--- begin Records to process ---
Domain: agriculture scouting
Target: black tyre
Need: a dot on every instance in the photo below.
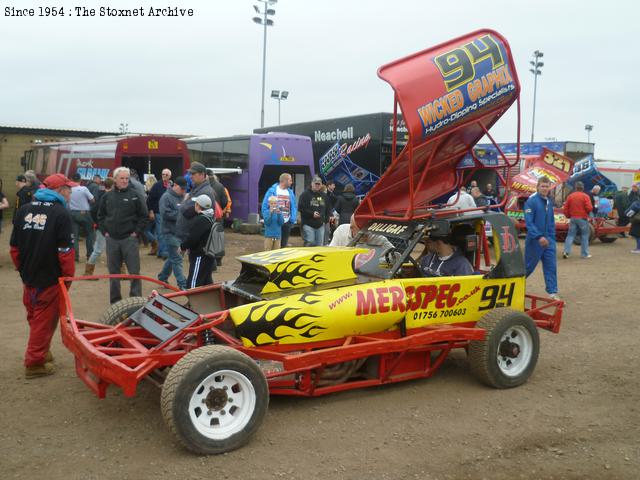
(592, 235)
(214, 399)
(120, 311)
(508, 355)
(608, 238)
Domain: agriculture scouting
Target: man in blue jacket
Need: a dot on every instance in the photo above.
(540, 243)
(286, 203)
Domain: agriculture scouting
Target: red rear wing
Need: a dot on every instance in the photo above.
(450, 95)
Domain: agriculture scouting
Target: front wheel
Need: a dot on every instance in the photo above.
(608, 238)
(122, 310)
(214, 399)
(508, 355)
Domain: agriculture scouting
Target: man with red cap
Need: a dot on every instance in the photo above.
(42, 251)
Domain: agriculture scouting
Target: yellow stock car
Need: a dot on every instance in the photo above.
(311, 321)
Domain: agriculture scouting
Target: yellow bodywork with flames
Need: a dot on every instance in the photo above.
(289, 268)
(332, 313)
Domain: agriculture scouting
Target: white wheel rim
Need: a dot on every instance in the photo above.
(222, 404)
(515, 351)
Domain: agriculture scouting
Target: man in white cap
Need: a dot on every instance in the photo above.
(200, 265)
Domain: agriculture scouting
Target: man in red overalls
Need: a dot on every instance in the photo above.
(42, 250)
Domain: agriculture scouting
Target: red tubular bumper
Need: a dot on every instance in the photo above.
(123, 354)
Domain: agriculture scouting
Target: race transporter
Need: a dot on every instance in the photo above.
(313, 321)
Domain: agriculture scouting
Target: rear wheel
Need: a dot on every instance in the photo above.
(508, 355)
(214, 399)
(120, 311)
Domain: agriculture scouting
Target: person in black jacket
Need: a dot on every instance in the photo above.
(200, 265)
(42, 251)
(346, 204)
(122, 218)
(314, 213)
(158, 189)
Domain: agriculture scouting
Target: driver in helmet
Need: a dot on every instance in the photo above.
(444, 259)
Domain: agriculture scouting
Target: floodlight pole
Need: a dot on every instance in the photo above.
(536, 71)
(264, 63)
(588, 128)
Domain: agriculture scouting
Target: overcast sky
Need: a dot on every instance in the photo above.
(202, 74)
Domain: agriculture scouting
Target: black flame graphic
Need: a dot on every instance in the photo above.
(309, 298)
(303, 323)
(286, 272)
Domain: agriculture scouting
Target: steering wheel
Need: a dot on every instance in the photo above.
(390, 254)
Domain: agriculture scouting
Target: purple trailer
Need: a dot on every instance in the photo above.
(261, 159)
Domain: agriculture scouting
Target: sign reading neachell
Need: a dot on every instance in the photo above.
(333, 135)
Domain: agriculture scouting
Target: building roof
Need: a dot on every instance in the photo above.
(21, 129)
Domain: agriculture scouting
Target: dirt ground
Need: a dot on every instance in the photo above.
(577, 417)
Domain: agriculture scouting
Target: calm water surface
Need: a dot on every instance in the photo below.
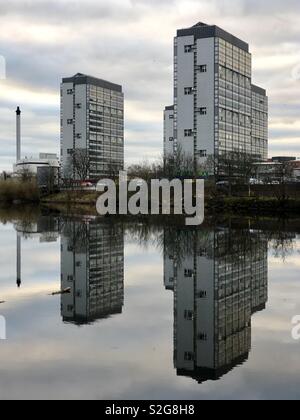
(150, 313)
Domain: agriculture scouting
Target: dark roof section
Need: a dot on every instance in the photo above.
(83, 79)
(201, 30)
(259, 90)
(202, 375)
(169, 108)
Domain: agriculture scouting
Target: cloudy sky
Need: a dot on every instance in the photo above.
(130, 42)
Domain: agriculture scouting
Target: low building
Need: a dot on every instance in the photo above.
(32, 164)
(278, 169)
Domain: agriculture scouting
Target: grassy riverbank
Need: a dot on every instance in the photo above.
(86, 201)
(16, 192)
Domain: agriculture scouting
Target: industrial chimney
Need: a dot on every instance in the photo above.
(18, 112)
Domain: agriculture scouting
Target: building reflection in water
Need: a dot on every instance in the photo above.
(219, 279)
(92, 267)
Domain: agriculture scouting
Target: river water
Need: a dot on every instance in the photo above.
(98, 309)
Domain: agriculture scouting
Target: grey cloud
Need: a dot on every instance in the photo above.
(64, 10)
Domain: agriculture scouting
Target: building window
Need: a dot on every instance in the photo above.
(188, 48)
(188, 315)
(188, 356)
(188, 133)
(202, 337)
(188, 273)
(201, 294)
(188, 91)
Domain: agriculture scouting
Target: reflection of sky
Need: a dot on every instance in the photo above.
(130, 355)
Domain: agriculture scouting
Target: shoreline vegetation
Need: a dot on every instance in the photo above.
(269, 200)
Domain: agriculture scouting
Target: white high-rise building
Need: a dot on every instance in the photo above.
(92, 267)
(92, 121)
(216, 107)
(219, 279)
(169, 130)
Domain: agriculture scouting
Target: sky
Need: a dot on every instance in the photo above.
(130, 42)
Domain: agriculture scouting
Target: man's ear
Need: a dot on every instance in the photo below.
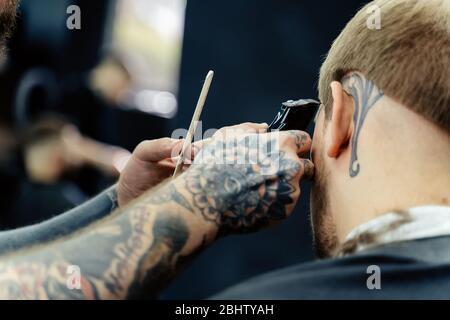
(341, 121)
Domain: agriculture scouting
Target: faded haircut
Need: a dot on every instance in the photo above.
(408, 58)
--- end Records to process ---
Restate each entry word for word, leaving out any pictures.

Expected answer ->
Domain: agriculture scouting
Target: black tyre
Need: a dot on every instance in the photo below.
(592, 235)
(214, 399)
(120, 311)
(508, 355)
(608, 238)
Domain: agriculture scouting
Target: man in blue jacket
Need: a dot on every instance in the photo above.
(540, 243)
(286, 203)
Domain: agriculture scouting
Target: red rear wing
Need: a dot on every instance in the photo above.
(450, 95)
Domain: agriculture scouting
Target: front wheel
Need: a dot on every instance in the photo above.
(608, 238)
(122, 310)
(214, 399)
(508, 355)
Domain: agriculture scouting
Target: man with red cap
Need: a dot on every instance in the photo above.
(42, 251)
Domain: agriculture scouting
Target: yellow stock car
Need: a dot on every instance in the photo above.
(311, 321)
Domain: agriculture scouting
Target: yellow bodywork with flames
Need: a dot on every instance in the photo above.
(289, 268)
(332, 313)
Domain: agriculture scouting
Target: white wheel rim
Need: a dot on every instance in the photo above.
(222, 404)
(515, 351)
Domain: agriculture scouting
Target: man in white cap
Need: a dot on every instance in the photo above.
(200, 265)
Domain: agriculture scouting
Target: man in red overalls
Need: a dot on every instance in the photo above.
(42, 250)
Domain: agriculture scouting
Target: red tubular bumper
Need: a dot on every instance in the photo above.
(123, 354)
Domain: agriculture scouting
Target: race transporter
Need: a dot on every instance in the photo above.
(313, 321)
Domain: agriculture scouting
Target: rear wheel
Need: a dot on every instance in the photo above.
(508, 355)
(214, 399)
(120, 311)
Domain: agriculture scouting
Target: person in black jacket
Need: a dot on every instance in the photo above.
(200, 265)
(42, 251)
(346, 204)
(122, 218)
(314, 213)
(158, 189)
Domain: agriculture scouting
Target: driver in helmet
Need: a dot on every instance in the photo above.
(444, 259)
Domain: agriculture scouting
Target: floodlight pole
Need: a dot on every instance in the photo above.
(536, 71)
(264, 63)
(588, 128)
Domain: agriculture scouting
Target: overcast sky
Need: a dot on every instance in the photo above.
(202, 74)
Domain: agriculture scouting
Target: black flame graphic
Need: a dot on every instance in the photo above.
(309, 298)
(303, 323)
(286, 272)
Domain: agriculture scouting
Target: steering wheel
Need: a dot on every instance in the photo above.
(390, 254)
Domain: agriculture scouting
Target: purple trailer
Need: a dot on every instance in the photo above.
(261, 159)
Domain: agriculture scouting
Target: sign reading neachell
Need: a dot on every instance in the photo above.
(333, 135)
Domain: agriculture scouting
Target: building roof
Need: a dot on every instance in the photo above.
(21, 129)
Domain: agriculture scouting
Target: dirt ground
Need: a dot on every instance in the photo above.
(577, 417)
Domain: agriculture scouting
Target: calm water surface
Need: a dot on every instance in the photo below.
(150, 313)
Domain: agriculture scouting
Target: dark roof section
Need: a dot on every instance in the photo above.
(83, 79)
(201, 30)
(259, 90)
(202, 375)
(169, 108)
Domain: agriculture scouting
Target: cloudy sky
Need: a dot on every instance in the photo above.
(130, 42)
Domain: agriculture scouting
Target: low building
Need: a dot on every instance in the photo above.
(32, 164)
(278, 169)
Domain: agriculture scouting
Target: grassy riverbank
Need: a dot on every instance in the photo above.
(86, 201)
(16, 192)
Domain: agriculture scouting
Target: industrial chimney
Need: a dot on every instance in the photo above.
(18, 112)
Domain: agriculture scouting
Target: building reflection in water
Need: a dot on every instance in the photo above.
(219, 279)
(92, 267)
Domain: agriculture scouting
Target: river water
Need: a dot on every instance in the photo above.
(98, 309)
Domain: agriculture scouting
Target: grey cloud
Need: a dot on every instance in the photo above.
(64, 10)
Domain: agriculture scouting
Target: building window
Need: a dot on every instance in the photo above.
(188, 48)
(188, 315)
(188, 356)
(188, 133)
(202, 337)
(188, 273)
(201, 294)
(188, 91)
Domain: agriculture scouting
Target: reflection of sky
Need: a dot on every instance in the photo above.
(130, 355)
Domain: agriculture scouting
Target: shoreline vegetation
Need: a dot on every instance in the photo above.
(269, 200)
Domain: agriculture scouting
Target: white high-rise building
Need: a dot on every instance in the photo above.
(92, 267)
(92, 121)
(216, 107)
(219, 279)
(169, 130)
Domain: agriculture scouting
Target: sky
Need: a dot on every instance in the photo above.
(130, 42)
Domain: agriculture scouting
Target: man's ear
Need: a dot on every instance in the photo below.
(341, 121)
Domain: agriculture scouting
Target: faded haircut
Need: a dot on every instance in the photo above.
(408, 58)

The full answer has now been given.